At this point, it is decently established that the technological feasibility of adding location verification elements within System-on-Chip (SoC) designs is not an insurmountable obstacle, nor is it particularly costly if designed from the ground up. However, the Act’s imposition of a six-month timeframe for chip designers to begin implementing location verification mechanisms is highly unrealistic. This compressed timeline will be challenging for designers and fabricators of advanced chips, who typically require 2-3 years for major modifications to chip architecture. Adding any new hardware component to a chip design consumes valuable silicon real estate and affects the overall thermal and power envelope of a chip; therefore, hardware chip security mechanisms will incur high overhead costs.
U.S. think tanks, the RAND Corporation, and the Centre for a New American Security (CNAS), published similar research papers last year, exploring hardware-enabled governance mechanisms. The RAND policy paper proposes cryptographically authenticated “Offline Licensing” that controls chip usage even without a network connection (akin to the Blu-ray player example above), as well as hardware limits on high-end consumer GPUs that can prevent them from being aggregated into large supercomputing clusters for AI model training.
Therefore, if the bill becomes law in its current form, most chip designers will likely resort to software-based chip security mechanisms. The CNAS paper estimated that such a location verification mechanism is “feasible and relatively cheap” and could cost less than a million dollars to develop. The Act’s core provisions directly reflect the ideas articulated in both these papers, and far from being a spontaneous legislative reaction to China’s use of smuggled GPUs, it draws its intellectual lineage from an established school of thought at the highest levels of US foreign and defense policy.
The Implications
There are a few implications borne of the fact that the reasoning informing this legislation is becoming the new normal in Washington.
First, the major US semiconductor designers - NVIDIA, Intel, AMD - are central to the success of the Act’s mandates. Integrating secure and reliable geotracing mechanisms into their highly complex chip architectures is not a trivial task and would almost certainly require redesigns of sensitive semiconductor IP and alterations in their established global supply chains.
For example, NVIDIA’s current chip architectures are not designed for post-sale tracking, and the company has indicated that adding such a capability would likely delay product launch schedules and increase development costs. For now, instead of altering its silicon design, NVIDIA is attempting to avoid running afoul of US export controls by continuing to develop China-specific GPU solutions. Its latest B40 AI GPU is cheaper and less powerful than the now-banned H20 GPU, and also eschews HBM modules in favour of much less performant GDDR7 memory (which was a key reason for the H20 ban - HBM memory enables much faster AI inference workloads due to its high bandwidth)
These companies will remain wary of the significant engineering efforts, financial costs, and negative impacts on their product roadmaps. They will likely lobby against the Act’s passage in its current form.
Second, the core provision of the Act - geotracing and security mechanisms in exported chips - compromises technological sovereignty. Even US-allied nations may legitimately question their dependence on chips that can be monitored, even if passively, by a (somewhat unpredictable) US government. Besides the fear of potential misuse of a secondary security mechanism that can render chips useless, nations will also consider it a slippery slope towards more intrusive forms of surveillance or control (like the kinds of workloads being run on them which can give away indicators of potential military or other strategic applications).
══════
» Required task 1
According to the excerpt on chip location verification, how long do designers and fabricators of advanced chips typically need for major modifications to chip architecture?
» Required task 2
Condense the paragraph of the excerpt on chip location verification that begins "First, the major US semiconductor designers" into a shorter version that keeps its main facts.
» Required task 3
Duplicate the excerpt on chip location verification between "For example, NVIDIA’s" and "its current form.", inclusive.
The listing after the excerpt on chip location verification has no connection to it.

» Information provided
══════
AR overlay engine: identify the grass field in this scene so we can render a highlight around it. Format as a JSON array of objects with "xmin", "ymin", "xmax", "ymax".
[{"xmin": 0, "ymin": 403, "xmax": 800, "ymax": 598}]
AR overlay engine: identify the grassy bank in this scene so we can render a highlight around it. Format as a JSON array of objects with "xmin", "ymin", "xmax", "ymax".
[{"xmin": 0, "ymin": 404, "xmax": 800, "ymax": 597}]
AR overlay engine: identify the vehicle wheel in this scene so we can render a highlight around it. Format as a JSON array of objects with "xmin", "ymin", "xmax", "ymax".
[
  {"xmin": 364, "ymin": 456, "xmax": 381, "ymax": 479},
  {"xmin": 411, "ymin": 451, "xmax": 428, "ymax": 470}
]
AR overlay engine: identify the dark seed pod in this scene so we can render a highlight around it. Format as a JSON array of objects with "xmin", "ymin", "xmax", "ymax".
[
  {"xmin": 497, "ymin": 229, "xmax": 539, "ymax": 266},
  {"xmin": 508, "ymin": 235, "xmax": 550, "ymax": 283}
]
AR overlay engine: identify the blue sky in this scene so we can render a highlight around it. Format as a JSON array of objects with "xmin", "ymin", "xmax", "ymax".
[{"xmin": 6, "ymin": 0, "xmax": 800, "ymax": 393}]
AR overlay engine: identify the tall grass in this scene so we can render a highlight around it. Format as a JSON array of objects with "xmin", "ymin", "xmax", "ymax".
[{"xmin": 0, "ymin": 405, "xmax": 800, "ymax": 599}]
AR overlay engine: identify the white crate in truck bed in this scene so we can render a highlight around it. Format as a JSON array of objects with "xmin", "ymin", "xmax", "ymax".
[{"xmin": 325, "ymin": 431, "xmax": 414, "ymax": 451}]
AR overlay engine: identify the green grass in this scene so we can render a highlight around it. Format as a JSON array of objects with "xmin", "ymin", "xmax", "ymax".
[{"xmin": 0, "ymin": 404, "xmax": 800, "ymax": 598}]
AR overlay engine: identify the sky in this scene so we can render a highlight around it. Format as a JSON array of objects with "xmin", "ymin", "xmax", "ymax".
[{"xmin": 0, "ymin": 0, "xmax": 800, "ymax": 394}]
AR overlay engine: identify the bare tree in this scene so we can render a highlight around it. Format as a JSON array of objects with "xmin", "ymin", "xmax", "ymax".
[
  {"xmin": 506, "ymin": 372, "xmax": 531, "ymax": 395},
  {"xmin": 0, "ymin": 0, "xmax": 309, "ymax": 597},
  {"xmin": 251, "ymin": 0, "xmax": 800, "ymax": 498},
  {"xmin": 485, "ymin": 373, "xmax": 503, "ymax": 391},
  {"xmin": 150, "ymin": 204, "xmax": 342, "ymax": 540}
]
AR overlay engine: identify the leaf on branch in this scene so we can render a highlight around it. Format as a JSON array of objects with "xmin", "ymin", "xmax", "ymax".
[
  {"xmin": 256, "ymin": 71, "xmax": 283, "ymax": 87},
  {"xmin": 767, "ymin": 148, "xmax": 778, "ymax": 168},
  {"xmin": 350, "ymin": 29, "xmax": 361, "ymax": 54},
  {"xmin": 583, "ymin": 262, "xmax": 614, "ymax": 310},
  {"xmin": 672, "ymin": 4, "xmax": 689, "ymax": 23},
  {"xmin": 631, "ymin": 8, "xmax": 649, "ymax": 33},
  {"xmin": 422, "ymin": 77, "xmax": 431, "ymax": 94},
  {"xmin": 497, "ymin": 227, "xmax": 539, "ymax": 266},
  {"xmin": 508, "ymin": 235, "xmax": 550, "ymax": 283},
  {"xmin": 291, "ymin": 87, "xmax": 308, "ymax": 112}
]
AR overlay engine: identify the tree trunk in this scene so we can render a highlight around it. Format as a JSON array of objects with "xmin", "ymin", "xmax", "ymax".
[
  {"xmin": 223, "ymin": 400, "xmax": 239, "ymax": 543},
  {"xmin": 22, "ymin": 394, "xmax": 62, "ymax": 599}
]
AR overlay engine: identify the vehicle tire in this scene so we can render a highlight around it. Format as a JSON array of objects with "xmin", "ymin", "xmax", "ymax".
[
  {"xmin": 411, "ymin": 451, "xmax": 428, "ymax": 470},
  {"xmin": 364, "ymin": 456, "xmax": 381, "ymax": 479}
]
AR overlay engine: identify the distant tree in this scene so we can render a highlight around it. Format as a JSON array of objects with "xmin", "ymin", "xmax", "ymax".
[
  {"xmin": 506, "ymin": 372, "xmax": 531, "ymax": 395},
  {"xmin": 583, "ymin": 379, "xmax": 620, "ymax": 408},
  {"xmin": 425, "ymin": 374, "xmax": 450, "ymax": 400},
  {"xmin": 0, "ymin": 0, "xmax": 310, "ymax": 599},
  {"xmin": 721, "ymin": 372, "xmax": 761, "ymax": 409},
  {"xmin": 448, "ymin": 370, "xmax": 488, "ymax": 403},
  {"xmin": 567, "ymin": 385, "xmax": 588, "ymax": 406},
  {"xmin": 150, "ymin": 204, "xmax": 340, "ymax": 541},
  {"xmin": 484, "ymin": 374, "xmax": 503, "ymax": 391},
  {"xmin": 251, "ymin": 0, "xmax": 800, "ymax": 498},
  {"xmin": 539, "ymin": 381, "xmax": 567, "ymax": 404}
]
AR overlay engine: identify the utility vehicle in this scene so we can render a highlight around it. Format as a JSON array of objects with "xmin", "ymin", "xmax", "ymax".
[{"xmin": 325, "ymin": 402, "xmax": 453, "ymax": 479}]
══════
» Full solution 1
2-3 years.

» Full solution 2
NVIDIA, Intel and AMD are central to the Act's mandates. Building secure, reliable geotracing into their complex chip architectures is difficult and would almost certainly require redesigning sensitive semiconductor IP and changing their global supply chains.

» Full solution 3
For example, NVIDIA’s current chip architectures are not designed for post-sale tracking, and the company has indicated that adding such a capability would likely delay product launch schedules and increase development costs. For now, instead of altering its silicon design, NVIDIA is attempting to avoid running afoul of US export controls by continuing to develop China-specific GPU solutions. Its latest B40 AI GPU is cheaper and less powerful than the now-banned H20 GPU, and also eschews HBM modules in favour of much less performant GDDR7 memory (which was a key reason for the H20 ban - HBM memory enables much faster AI inference workloads due to its high bandwidth)
These companies will remain wary of the significant engineering efforts, financial costs, and negative impacts on their product roadmaps. They will likely lobby against the Act’s passage in its current form.